§ Task brief
Could you write the next part of the forum thread about moving to Crete, starting right after its last line?

§ Text shown

# Moving to Crete-question on location



## aryadesa (Feb 7, 2015)

Hi all,
I am thinking about moving to Crete, and I was wondering if any of you have any advice on which location in Crete might be best to be based. I'm generally happiest in small to mid-sized towns (not cities), where I can get to know people. I love the countryside/nature, would want to be near the sea (not too inland), with walks in nature / seclusion possible. But I also want access to a social scene; somewhere that has a good live music scene, and somewhere i can enjoy decent restaurants etc. (yeah.. I wanna lot of different things eh.. :juggle I'm British, but I don't necessarily have to be around other Brits. I will need to be somewhere English language is generally spoken easily though (at least at first... I can imagine learning the Greek language will take a while!) I've been an expatriate already for 20 years, living in East Africa, Indonesia, South Pacific etc with my work. Ready to move somewhere closer to home (folks getting older etc). I'm planning to visit Crete in the summer to check out various places, and I would really appreciate any advice on which places I should check out so I can maximize my time there.
Thanks so much everyone, σας ευχαριστώ


----------



## narco a (Sep 20, 2013)

Hi there
We went to Crete for a holiday last year and I am hoping to build soon in the Peloponnese but waiting to see what happens next with Greece. 

We stayed in Chania near Vamos. It's a lovely place but there are a lot of holiday villas there and a lot of Brits-so much so that the only English butcher in Greece has started a business there-very good mind you. The beach at Kalives is lovely but quite touristy. Sounds to me like Chania would suit you but I was surprisingly impressed with Rethymnon. The old town has a really good feel, and you can live close by but in the sticks. It has the advantage of sitting between both airports too. Best of luck.


----------



## aryadesa (Feb 7, 2015)

Thanks so much, I'll for sure check these places out.
Much appreciated,


----------



## akeeley (Oct 2, 2015)

Did you make it to Crete? My wife and I just moved to Crete from the States and would love to meet more people, especially folks into live music, food, etc. 
Cheers,
Alex


----------



## Kikie (Nov 7, 2008)

*Your thoughts so far?*



akeeley said:


> Did you make it to Crete? My wife and I just moved to Crete from the States and would love to meet more people, especially folks into live music, food, etc.

Extracted data entries

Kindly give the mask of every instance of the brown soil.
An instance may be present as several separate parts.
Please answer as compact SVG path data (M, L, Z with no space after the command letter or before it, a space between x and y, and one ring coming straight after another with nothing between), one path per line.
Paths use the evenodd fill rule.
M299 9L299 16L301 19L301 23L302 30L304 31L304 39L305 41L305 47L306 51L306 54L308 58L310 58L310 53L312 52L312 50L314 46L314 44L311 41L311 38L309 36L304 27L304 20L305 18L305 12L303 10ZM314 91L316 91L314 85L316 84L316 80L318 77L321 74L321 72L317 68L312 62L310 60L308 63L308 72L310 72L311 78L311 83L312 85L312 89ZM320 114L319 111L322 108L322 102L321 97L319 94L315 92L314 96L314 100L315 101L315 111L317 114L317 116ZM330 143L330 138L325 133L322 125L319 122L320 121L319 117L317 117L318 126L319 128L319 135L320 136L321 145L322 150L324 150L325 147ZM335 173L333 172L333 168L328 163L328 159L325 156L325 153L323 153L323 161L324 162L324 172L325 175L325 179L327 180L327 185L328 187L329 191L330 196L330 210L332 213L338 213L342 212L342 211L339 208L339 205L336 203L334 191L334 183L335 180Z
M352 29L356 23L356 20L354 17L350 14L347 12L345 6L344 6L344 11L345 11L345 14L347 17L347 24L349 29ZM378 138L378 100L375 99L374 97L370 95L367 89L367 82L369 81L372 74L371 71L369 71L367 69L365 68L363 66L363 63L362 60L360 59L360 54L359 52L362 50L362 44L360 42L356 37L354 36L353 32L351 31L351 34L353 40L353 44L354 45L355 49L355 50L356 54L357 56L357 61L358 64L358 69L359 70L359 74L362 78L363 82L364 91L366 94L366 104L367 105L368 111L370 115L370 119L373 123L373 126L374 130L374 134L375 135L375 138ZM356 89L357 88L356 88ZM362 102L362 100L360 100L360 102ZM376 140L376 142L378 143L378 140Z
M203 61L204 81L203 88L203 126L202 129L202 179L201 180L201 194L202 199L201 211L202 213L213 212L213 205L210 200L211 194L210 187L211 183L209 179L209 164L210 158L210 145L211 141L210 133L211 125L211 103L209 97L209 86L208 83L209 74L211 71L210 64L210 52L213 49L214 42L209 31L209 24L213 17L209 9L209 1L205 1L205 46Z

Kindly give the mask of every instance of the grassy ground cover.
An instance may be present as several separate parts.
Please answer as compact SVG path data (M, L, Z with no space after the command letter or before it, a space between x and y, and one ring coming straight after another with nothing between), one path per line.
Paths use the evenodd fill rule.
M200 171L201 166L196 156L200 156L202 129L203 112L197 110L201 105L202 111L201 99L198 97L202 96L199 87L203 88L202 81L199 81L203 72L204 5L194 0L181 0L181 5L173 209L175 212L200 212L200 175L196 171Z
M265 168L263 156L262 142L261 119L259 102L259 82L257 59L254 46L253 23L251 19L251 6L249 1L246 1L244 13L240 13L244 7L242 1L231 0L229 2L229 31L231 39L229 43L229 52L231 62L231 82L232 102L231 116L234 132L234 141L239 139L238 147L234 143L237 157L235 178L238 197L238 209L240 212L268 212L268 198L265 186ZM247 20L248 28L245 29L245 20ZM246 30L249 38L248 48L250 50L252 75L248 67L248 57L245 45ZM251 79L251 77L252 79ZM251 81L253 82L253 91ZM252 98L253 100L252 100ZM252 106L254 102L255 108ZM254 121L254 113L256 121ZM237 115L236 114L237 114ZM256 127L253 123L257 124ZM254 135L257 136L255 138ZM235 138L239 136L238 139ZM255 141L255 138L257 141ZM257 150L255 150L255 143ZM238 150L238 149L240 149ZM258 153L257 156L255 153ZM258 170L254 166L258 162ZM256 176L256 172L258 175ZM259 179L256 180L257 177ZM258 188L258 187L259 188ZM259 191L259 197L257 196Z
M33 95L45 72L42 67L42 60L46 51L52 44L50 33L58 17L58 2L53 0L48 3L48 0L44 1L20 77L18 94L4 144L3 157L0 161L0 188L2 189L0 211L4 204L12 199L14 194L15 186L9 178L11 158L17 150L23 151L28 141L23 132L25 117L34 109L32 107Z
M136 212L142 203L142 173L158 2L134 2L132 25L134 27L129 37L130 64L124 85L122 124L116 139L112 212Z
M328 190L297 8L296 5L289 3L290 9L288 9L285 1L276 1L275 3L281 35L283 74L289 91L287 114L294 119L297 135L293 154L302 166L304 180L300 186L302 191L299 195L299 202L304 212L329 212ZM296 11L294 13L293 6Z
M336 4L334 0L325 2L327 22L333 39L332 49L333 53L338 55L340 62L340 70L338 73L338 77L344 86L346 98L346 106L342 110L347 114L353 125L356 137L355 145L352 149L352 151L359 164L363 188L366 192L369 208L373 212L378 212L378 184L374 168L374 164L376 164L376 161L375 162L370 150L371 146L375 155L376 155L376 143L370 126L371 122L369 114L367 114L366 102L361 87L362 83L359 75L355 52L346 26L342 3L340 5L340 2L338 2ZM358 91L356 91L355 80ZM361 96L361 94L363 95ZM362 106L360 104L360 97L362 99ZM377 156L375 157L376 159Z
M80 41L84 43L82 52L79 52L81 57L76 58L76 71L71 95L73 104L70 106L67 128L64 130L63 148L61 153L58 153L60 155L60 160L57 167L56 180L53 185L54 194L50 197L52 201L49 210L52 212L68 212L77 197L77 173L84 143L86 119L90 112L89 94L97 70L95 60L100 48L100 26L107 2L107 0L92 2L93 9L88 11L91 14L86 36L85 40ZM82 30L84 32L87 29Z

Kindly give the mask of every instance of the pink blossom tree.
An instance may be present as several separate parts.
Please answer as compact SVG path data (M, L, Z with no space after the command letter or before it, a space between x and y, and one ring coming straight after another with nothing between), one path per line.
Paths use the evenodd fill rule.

§ Answer to the exercise
> Cheers,
> Alex


We are also thinking of moving to Crete (checking the Peloponnese too) so would you mind sharing your experiences so far please? Good and bad! Thanks!


----------



## Kikie (Nov 7, 2008)

aryadesa said:


> Hi all,
> I am thinking about moving to Crete, and I was wondering if any of you have any advice on which location in Crete might be best to be based. I'm generally happiest in small to mid-sized towns (not cities), where I can get to know people. I love the countryside/nature, would want to be near the sea (not too inland), with walks in nature / seclusion possible. But I also want access to a social scene; somewhere that has a good live music scene, and somewhere i can enjoy decent restaurants etc. (yeah.. I wanna lot of different things eh.. :juggle I'm British, but I don't necessarily have to be around other Brits. I will need to be somewhere English language is generally spoken easily though (at least at first... I can imagine learning the Greek language will take a while!) I've been an expatriate already for 20 years, living in East Africa, Indonesia, South Pacific etc with my work. Ready to move somewhere closer to home (folks getting older etc). I'm planning to visit Crete in the summer to check out various places, and I would really appreciate any advice on which places I should check out so I can maximize my time there.
> Thanks so much everyone, σας ευχαριστώ


When I started reading this I thought 'I don't remember writing this'! It is almost exactly what I might have said. I'm an ex colonial too, from East Africa. So do please share anything you learn.  We are thinking Chania or Rethymnon at the moment as far as Crete is concerned. We are also considering the Peloponnese. Messinia.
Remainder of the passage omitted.